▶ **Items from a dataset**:
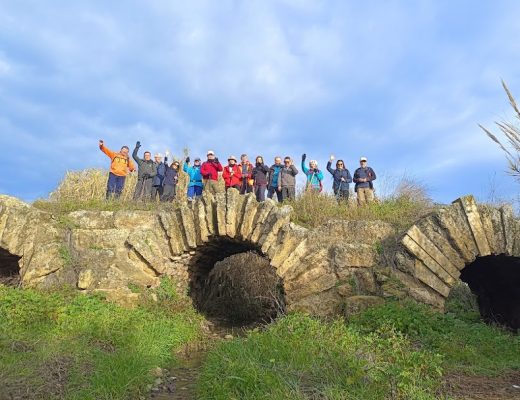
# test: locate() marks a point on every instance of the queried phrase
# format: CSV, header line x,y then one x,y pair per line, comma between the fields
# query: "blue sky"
x,y
404,83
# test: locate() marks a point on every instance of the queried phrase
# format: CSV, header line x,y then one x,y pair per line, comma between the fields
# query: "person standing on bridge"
x,y
341,180
246,169
232,174
160,169
171,178
146,172
287,180
314,175
120,166
363,177
195,184
273,177
209,171
260,172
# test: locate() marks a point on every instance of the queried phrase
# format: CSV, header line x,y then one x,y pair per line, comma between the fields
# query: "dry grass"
x,y
401,201
401,207
511,131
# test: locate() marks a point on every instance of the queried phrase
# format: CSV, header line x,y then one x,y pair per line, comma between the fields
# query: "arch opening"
x,y
495,280
9,268
232,282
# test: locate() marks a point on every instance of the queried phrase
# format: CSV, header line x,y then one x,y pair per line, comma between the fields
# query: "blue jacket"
x,y
367,173
337,174
194,174
314,176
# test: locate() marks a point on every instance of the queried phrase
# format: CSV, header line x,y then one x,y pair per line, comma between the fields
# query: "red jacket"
x,y
232,179
210,170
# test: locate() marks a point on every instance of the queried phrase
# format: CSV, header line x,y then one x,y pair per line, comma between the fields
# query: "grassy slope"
x,y
66,345
397,351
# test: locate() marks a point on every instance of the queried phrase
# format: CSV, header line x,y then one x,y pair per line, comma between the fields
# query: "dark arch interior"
x,y
495,280
9,268
222,293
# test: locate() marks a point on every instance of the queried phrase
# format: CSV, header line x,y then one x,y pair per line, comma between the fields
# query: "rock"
x,y
356,304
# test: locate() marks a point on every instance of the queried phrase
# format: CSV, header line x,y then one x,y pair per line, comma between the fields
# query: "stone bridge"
x,y
323,270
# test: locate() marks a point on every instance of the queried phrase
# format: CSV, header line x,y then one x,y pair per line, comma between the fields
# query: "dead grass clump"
x,y
243,288
401,207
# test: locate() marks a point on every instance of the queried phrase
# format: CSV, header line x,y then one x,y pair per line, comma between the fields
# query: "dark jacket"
x,y
259,174
171,176
147,169
274,175
337,174
367,173
160,170
287,176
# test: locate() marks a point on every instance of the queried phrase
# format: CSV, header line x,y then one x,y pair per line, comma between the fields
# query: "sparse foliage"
x,y
511,145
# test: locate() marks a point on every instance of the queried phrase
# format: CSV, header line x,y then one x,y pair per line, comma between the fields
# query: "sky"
x,y
404,83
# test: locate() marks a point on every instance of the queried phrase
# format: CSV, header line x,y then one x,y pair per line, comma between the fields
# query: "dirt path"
x,y
180,383
467,387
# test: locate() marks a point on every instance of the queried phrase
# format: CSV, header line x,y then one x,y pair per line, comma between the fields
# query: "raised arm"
x,y
106,150
329,167
134,153
349,178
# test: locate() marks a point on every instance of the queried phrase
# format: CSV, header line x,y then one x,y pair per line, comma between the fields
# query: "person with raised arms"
x,y
120,166
341,179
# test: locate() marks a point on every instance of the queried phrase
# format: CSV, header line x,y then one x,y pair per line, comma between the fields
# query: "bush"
x,y
402,208
469,346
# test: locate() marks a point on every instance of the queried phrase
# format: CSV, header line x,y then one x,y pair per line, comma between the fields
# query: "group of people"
x,y
156,179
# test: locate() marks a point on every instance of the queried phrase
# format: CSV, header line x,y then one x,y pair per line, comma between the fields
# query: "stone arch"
x,y
456,240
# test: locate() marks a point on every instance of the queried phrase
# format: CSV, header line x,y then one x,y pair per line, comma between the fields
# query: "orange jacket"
x,y
232,179
120,164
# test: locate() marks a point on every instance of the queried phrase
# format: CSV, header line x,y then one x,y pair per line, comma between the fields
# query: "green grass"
x,y
395,351
65,345
402,211
468,345
299,357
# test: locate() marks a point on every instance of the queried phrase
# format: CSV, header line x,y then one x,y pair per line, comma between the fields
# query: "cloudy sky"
x,y
404,83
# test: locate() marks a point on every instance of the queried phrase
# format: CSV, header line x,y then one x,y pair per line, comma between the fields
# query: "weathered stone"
x,y
282,217
357,304
90,219
85,279
507,223
262,214
249,216
294,237
232,201
431,249
473,217
201,224
220,204
188,224
437,235
323,304
426,276
427,260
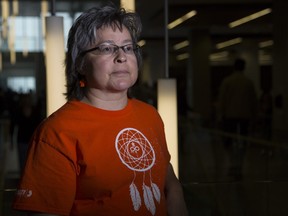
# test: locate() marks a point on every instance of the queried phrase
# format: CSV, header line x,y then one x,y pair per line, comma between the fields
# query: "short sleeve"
x,y
48,183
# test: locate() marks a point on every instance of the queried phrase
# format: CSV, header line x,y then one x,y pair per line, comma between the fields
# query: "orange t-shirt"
x,y
87,161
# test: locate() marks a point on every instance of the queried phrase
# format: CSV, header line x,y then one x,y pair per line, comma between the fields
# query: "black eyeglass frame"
x,y
135,48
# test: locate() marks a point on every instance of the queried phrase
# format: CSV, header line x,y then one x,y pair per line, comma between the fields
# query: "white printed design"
x,y
136,152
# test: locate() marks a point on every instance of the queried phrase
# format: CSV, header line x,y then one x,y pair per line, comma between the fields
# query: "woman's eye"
x,y
106,49
129,48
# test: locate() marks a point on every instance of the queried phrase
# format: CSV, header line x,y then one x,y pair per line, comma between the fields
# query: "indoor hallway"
x,y
210,190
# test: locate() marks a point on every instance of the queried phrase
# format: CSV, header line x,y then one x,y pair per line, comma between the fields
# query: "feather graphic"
x,y
156,192
148,199
135,196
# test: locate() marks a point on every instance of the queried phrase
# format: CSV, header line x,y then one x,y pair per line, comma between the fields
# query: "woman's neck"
x,y
107,101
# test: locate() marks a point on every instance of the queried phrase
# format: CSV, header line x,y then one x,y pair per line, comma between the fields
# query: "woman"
x,y
102,153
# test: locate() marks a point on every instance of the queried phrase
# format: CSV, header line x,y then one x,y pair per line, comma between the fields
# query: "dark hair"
x,y
83,34
239,64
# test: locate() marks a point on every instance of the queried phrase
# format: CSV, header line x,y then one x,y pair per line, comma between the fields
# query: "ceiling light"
x,y
181,45
141,43
266,43
219,56
229,43
250,17
181,19
182,56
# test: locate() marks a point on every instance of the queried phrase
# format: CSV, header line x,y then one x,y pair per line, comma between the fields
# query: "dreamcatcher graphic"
x,y
136,152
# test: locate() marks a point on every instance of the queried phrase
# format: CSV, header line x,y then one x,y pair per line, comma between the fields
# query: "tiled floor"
x,y
208,187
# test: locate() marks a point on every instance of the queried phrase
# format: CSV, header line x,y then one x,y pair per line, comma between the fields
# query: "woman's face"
x,y
111,73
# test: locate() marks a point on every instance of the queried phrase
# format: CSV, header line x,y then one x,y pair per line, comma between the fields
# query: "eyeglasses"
x,y
111,49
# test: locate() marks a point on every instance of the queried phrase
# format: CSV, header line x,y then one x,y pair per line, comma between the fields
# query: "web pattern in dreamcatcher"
x,y
136,152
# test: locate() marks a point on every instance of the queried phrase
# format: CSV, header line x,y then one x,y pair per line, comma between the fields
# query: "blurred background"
x,y
199,53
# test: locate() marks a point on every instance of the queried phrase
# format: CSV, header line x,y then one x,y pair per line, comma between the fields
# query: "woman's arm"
x,y
176,205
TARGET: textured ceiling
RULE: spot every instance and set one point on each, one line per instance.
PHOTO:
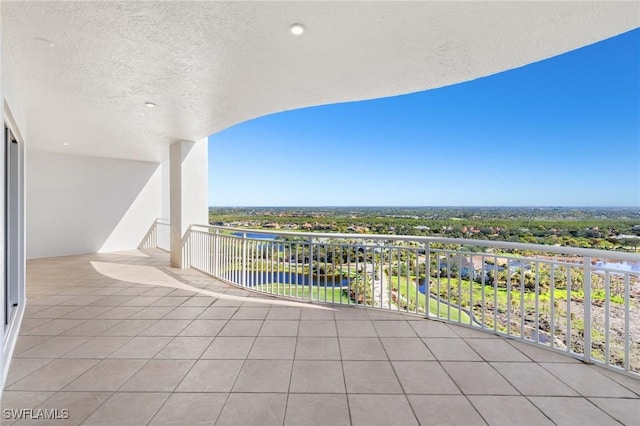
(210, 65)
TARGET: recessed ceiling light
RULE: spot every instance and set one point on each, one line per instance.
(45, 41)
(297, 29)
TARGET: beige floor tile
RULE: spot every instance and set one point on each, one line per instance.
(140, 300)
(229, 348)
(17, 400)
(98, 347)
(629, 382)
(185, 348)
(365, 348)
(107, 375)
(445, 410)
(207, 328)
(211, 376)
(540, 354)
(184, 312)
(282, 328)
(218, 312)
(351, 328)
(141, 347)
(509, 411)
(317, 377)
(478, 378)
(158, 291)
(354, 313)
(264, 376)
(190, 409)
(451, 349)
(317, 328)
(79, 406)
(200, 301)
(119, 312)
(370, 377)
(406, 349)
(431, 328)
(28, 324)
(317, 410)
(317, 348)
(54, 375)
(626, 411)
(265, 409)
(87, 312)
(128, 328)
(134, 291)
(53, 327)
(241, 328)
(54, 347)
(568, 411)
(251, 312)
(424, 377)
(158, 375)
(587, 382)
(531, 379)
(21, 368)
(127, 409)
(170, 300)
(273, 348)
(317, 314)
(25, 343)
(54, 312)
(91, 328)
(394, 329)
(381, 410)
(165, 328)
(82, 300)
(113, 300)
(473, 333)
(496, 350)
(152, 312)
(284, 313)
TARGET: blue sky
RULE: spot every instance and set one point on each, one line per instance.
(560, 132)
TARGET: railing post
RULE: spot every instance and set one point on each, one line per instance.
(586, 283)
(244, 260)
(215, 254)
(186, 249)
(310, 278)
(427, 282)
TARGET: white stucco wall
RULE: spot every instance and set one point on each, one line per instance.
(79, 204)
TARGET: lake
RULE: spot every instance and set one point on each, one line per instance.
(257, 278)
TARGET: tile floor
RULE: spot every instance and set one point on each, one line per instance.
(123, 339)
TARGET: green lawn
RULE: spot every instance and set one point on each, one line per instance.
(409, 292)
(328, 294)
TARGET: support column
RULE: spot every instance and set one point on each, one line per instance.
(188, 193)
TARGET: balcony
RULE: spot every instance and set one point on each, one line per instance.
(123, 338)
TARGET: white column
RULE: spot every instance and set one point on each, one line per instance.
(188, 193)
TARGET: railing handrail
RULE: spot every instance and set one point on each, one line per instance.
(563, 250)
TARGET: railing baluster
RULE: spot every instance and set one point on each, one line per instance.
(386, 262)
(586, 282)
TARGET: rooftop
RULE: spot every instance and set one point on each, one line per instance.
(123, 338)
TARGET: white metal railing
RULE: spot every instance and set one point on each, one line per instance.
(157, 236)
(562, 298)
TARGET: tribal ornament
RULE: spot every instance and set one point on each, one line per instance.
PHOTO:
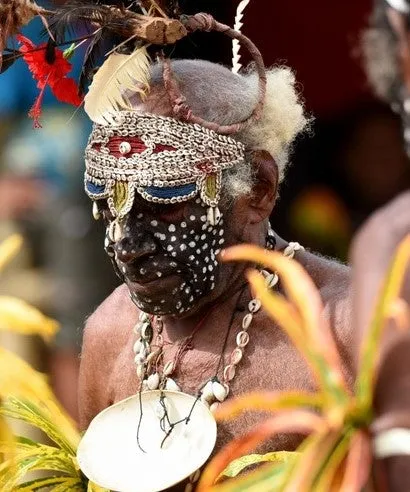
(162, 159)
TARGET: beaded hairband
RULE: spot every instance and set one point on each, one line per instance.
(163, 159)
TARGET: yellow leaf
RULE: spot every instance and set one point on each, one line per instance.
(297, 421)
(315, 335)
(239, 465)
(19, 317)
(92, 487)
(9, 248)
(265, 478)
(44, 483)
(330, 379)
(311, 461)
(35, 457)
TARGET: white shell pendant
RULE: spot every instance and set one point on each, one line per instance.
(213, 216)
(171, 385)
(109, 454)
(153, 381)
(114, 231)
(96, 212)
(207, 391)
(219, 391)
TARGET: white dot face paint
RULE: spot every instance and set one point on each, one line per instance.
(183, 258)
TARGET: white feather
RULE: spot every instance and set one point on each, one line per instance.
(236, 66)
(118, 75)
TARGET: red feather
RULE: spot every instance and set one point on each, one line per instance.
(54, 75)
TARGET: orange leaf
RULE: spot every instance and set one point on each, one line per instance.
(328, 376)
(358, 463)
(311, 461)
(268, 401)
(304, 295)
(297, 421)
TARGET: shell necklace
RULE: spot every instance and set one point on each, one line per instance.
(161, 436)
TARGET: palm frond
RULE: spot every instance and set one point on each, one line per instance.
(19, 317)
(119, 74)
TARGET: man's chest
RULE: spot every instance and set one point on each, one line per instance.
(269, 363)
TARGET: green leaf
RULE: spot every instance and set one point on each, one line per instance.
(41, 483)
(40, 457)
(33, 415)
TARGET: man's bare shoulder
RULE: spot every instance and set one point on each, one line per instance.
(106, 333)
(112, 321)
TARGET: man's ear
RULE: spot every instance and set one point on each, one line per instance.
(264, 192)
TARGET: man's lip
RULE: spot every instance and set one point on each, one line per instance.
(151, 275)
(153, 284)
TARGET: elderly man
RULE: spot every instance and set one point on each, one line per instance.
(386, 46)
(202, 319)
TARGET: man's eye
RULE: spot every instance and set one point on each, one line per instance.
(172, 212)
(104, 210)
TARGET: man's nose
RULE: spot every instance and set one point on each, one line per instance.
(130, 248)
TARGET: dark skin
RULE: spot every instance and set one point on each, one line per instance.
(156, 256)
(399, 24)
(372, 252)
(108, 372)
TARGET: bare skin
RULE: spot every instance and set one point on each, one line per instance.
(271, 362)
(108, 372)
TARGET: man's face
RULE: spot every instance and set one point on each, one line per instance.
(167, 254)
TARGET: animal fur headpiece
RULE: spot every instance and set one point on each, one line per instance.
(127, 35)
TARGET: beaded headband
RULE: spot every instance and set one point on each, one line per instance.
(163, 159)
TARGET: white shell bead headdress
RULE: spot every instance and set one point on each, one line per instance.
(163, 159)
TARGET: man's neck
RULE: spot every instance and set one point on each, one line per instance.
(229, 301)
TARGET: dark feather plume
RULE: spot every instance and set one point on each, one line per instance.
(94, 53)
(8, 60)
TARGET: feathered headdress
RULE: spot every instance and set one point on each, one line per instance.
(121, 37)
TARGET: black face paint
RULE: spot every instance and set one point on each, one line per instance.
(167, 255)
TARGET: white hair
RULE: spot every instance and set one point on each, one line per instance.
(379, 47)
(216, 94)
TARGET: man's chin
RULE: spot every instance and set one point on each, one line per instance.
(153, 289)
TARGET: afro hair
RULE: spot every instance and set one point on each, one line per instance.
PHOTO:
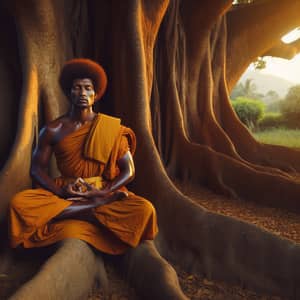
(83, 68)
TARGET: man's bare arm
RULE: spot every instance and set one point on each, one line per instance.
(127, 172)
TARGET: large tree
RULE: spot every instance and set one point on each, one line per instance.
(170, 66)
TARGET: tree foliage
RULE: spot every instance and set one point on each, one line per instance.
(170, 66)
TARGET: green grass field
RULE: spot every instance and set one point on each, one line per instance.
(284, 137)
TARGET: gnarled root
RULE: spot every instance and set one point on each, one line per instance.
(69, 274)
(150, 274)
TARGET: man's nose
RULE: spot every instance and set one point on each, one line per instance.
(82, 91)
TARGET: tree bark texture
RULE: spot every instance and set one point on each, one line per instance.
(170, 65)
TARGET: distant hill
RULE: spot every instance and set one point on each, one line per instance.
(265, 82)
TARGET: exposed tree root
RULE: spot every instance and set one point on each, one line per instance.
(151, 275)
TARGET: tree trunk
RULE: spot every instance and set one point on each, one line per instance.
(170, 65)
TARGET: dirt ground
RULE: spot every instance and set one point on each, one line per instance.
(277, 221)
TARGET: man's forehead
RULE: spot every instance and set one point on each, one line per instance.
(84, 81)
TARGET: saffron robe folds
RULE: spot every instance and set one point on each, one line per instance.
(121, 224)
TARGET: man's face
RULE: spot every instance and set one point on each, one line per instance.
(82, 92)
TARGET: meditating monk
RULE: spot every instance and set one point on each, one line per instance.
(89, 201)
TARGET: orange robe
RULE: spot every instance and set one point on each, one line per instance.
(122, 224)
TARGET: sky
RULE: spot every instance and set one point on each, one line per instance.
(284, 68)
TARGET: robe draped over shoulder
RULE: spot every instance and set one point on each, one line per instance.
(121, 224)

▶ **Task brief**: Determine how many lines in the data above include the word "bare", and state that number only.

▶ **Answer to the exercise**: 3